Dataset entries
▬▬▬
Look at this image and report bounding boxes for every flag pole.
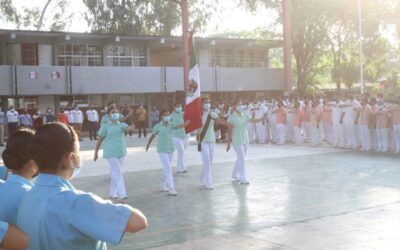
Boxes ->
[182,0,190,96]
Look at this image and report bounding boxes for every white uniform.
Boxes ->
[254,104,267,143]
[246,104,256,143]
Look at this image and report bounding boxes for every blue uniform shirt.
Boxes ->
[17,174,132,250]
[0,220,9,244]
[0,166,7,181]
[0,174,34,224]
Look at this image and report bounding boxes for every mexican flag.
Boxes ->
[184,37,202,133]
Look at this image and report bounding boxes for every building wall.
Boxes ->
[38,95,55,113]
[149,48,181,67]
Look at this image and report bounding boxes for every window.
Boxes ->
[105,46,147,67]
[208,48,266,68]
[8,97,39,109]
[21,43,39,65]
[57,44,102,66]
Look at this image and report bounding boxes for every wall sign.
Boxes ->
[29,71,39,79]
[51,71,61,79]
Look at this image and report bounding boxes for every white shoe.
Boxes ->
[240,180,250,185]
[168,190,178,196]
[204,185,214,190]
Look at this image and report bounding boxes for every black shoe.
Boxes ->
[0,144,4,147]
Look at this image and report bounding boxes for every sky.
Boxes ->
[0,0,277,37]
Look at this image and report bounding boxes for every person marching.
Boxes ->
[226,100,265,185]
[0,129,38,225]
[18,123,147,250]
[197,98,229,190]
[146,110,189,196]
[94,106,135,200]
[170,103,189,173]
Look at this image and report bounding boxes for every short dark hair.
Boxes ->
[2,128,35,170]
[30,123,77,171]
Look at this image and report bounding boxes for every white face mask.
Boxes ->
[71,153,83,179]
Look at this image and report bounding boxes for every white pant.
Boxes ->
[376,128,388,152]
[173,137,186,172]
[265,123,271,143]
[247,123,256,143]
[361,125,371,150]
[232,144,248,182]
[294,126,302,145]
[159,152,175,191]
[270,120,278,143]
[302,122,311,143]
[107,157,127,199]
[344,123,358,149]
[255,122,266,143]
[277,124,286,144]
[286,114,294,142]
[201,142,215,187]
[339,124,346,148]
[393,124,400,153]
[311,127,321,146]
[332,123,340,146]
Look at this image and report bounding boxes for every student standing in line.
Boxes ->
[358,99,372,151]
[94,106,135,200]
[136,103,147,138]
[0,129,38,224]
[301,100,311,143]
[389,99,400,154]
[146,110,189,196]
[170,102,189,173]
[0,220,29,250]
[71,105,84,141]
[18,122,147,250]
[19,110,33,128]
[32,109,43,130]
[86,105,99,141]
[374,102,389,152]
[292,101,303,146]
[226,100,264,185]
[6,106,19,136]
[57,108,69,125]
[43,107,56,124]
[310,101,322,147]
[275,102,287,145]
[150,106,160,128]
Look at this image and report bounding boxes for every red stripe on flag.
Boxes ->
[184,97,202,133]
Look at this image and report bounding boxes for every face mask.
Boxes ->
[48,109,52,113]
[236,105,244,112]
[175,107,182,113]
[71,154,83,179]
[163,116,170,122]
[110,113,119,121]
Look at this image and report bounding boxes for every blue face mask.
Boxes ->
[163,116,170,122]
[175,107,182,113]
[110,113,119,121]
[203,103,211,111]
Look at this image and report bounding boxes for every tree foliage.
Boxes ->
[83,0,217,36]
[0,0,72,31]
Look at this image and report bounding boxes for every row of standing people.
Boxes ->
[213,94,400,154]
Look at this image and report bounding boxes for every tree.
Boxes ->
[83,0,217,36]
[0,0,73,31]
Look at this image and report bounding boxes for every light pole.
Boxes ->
[358,0,364,94]
[283,0,293,94]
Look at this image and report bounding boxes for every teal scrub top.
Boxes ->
[227,112,251,145]
[202,111,218,143]
[0,174,34,224]
[170,112,187,139]
[153,121,175,153]
[0,166,7,181]
[0,220,8,244]
[98,122,128,159]
[101,114,124,125]
[17,174,132,250]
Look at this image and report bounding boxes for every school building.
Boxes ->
[0,29,284,113]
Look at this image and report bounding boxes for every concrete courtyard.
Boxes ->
[2,137,400,249]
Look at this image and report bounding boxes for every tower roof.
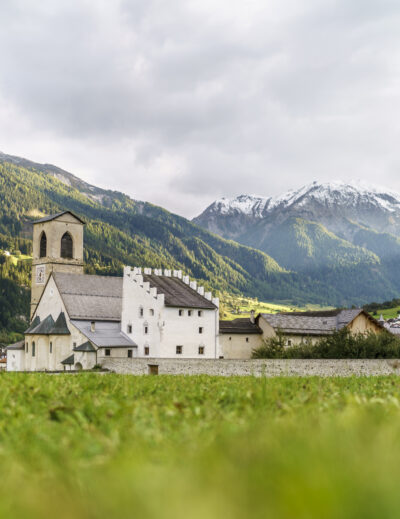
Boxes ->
[33,211,85,225]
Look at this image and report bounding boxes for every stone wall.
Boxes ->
[101,357,400,377]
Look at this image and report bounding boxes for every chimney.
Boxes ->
[91,321,96,333]
[250,310,255,324]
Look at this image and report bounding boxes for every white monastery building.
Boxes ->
[7,211,221,371]
[7,210,384,371]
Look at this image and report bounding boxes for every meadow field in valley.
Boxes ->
[1,374,400,518]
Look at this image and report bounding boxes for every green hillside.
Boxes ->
[241,216,400,306]
[2,155,399,342]
[0,159,343,341]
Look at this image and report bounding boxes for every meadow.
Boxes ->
[1,373,400,518]
[220,292,330,319]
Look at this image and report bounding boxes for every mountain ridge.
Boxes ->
[1,153,400,345]
[193,179,400,306]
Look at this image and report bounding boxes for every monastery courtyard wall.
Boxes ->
[101,358,400,377]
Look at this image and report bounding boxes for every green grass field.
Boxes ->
[370,306,400,320]
[220,293,331,320]
[1,373,400,518]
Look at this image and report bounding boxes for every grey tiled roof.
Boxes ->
[260,309,371,336]
[33,211,85,224]
[142,274,217,309]
[53,273,123,321]
[71,320,136,348]
[390,327,400,336]
[73,341,96,352]
[50,312,70,335]
[219,318,262,334]
[26,314,55,335]
[25,312,71,335]
[61,354,74,365]
[25,316,40,333]
[7,340,25,350]
[336,309,365,330]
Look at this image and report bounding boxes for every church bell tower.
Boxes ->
[30,211,85,318]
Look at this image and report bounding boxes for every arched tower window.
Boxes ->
[39,232,47,258]
[61,232,73,259]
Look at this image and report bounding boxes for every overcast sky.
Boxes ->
[1,0,400,218]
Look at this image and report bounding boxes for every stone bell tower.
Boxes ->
[30,211,85,318]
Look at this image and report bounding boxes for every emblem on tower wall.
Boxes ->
[36,265,46,285]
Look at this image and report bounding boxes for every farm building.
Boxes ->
[257,309,384,347]
[219,312,263,359]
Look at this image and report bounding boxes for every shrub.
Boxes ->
[252,329,400,359]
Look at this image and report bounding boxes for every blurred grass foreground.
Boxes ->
[1,373,400,518]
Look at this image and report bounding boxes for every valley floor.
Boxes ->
[1,373,400,518]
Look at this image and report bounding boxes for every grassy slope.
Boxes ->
[2,374,400,519]
[219,292,331,320]
[372,307,400,319]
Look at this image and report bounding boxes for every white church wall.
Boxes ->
[26,277,89,370]
[74,350,97,370]
[33,276,66,321]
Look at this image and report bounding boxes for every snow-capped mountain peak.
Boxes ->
[205,180,400,218]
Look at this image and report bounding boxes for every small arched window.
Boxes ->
[39,232,47,258]
[61,232,73,259]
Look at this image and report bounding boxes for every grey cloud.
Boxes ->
[0,0,400,217]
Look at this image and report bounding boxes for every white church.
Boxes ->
[7,211,223,371]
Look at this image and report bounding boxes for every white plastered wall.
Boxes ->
[121,267,220,358]
[220,333,263,359]
[24,275,88,371]
[6,350,24,372]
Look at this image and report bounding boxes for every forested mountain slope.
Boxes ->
[0,154,345,342]
[194,182,400,306]
[2,154,400,344]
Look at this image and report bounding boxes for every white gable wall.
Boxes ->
[24,275,89,371]
[121,267,220,359]
[121,268,165,357]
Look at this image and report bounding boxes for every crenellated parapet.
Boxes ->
[123,266,219,307]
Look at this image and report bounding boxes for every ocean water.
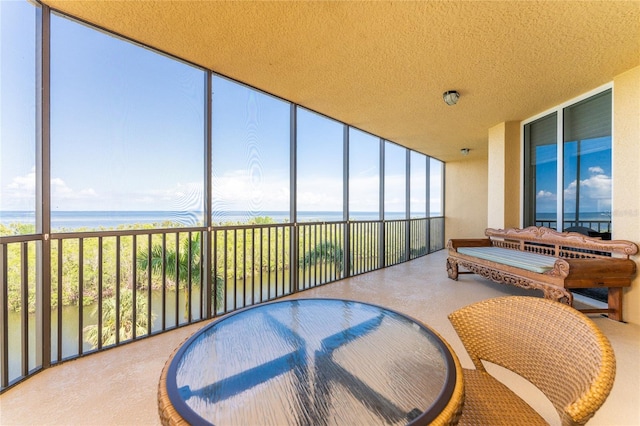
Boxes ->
[0,210,412,231]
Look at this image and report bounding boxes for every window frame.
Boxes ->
[521,83,613,231]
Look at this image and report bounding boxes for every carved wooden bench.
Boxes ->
[447,226,638,321]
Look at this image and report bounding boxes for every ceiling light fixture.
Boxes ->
[443,90,460,106]
[460,148,470,156]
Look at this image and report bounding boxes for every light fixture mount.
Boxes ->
[443,90,460,106]
[460,148,470,156]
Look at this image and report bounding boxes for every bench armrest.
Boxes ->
[447,238,491,251]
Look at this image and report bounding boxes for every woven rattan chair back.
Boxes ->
[448,296,615,425]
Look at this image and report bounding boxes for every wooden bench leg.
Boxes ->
[446,257,459,280]
[578,288,624,322]
[608,287,623,322]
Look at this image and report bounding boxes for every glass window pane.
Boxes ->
[410,152,426,218]
[349,128,379,220]
[0,1,37,236]
[429,158,444,217]
[50,14,205,231]
[563,90,612,233]
[523,113,557,228]
[296,108,343,222]
[384,142,406,219]
[212,76,290,225]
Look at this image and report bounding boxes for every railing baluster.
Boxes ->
[78,238,84,355]
[20,242,28,377]
[97,237,103,349]
[187,231,192,323]
[115,236,120,345]
[0,216,444,393]
[161,234,166,330]
[175,232,179,328]
[56,240,62,362]
[147,234,152,335]
[132,235,137,337]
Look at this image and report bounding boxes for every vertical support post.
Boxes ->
[204,71,213,319]
[343,125,350,278]
[290,105,298,293]
[36,4,52,369]
[425,157,431,253]
[379,139,385,267]
[405,149,411,261]
[0,245,8,387]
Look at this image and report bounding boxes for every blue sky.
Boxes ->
[1,2,443,219]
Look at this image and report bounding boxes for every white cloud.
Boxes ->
[536,190,556,200]
[564,169,611,201]
[564,168,612,212]
[1,169,36,210]
[213,169,289,211]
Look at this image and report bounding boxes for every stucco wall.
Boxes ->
[444,157,488,241]
[613,66,640,325]
[487,122,520,229]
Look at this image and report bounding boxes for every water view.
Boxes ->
[0,210,417,233]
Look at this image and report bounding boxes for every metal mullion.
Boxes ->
[97,237,103,349]
[131,235,137,337]
[175,233,180,327]
[406,149,411,262]
[78,238,84,354]
[425,158,431,253]
[289,104,298,294]
[115,237,120,345]
[37,3,52,372]
[0,244,8,387]
[205,69,212,320]
[379,139,385,268]
[20,243,29,376]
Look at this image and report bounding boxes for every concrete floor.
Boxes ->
[1,250,639,425]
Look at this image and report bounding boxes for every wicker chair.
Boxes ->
[448,296,616,425]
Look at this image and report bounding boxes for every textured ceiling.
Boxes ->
[41,0,640,162]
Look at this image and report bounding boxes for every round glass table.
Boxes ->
[158,298,462,425]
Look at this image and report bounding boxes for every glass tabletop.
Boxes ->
[165,298,457,425]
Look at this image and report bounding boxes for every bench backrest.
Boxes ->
[485,226,638,260]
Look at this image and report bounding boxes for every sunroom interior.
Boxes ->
[1,1,639,425]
▬▬▬
» **Exercise objective**: Only lines containing the word "chair" should appear in the answer, and every such line from the records above must be there.

» **Reply**:
Look at this image and report bounding boxes for every woven rattan chair back.
Look at this image and report bounding boxes for every wicker chair.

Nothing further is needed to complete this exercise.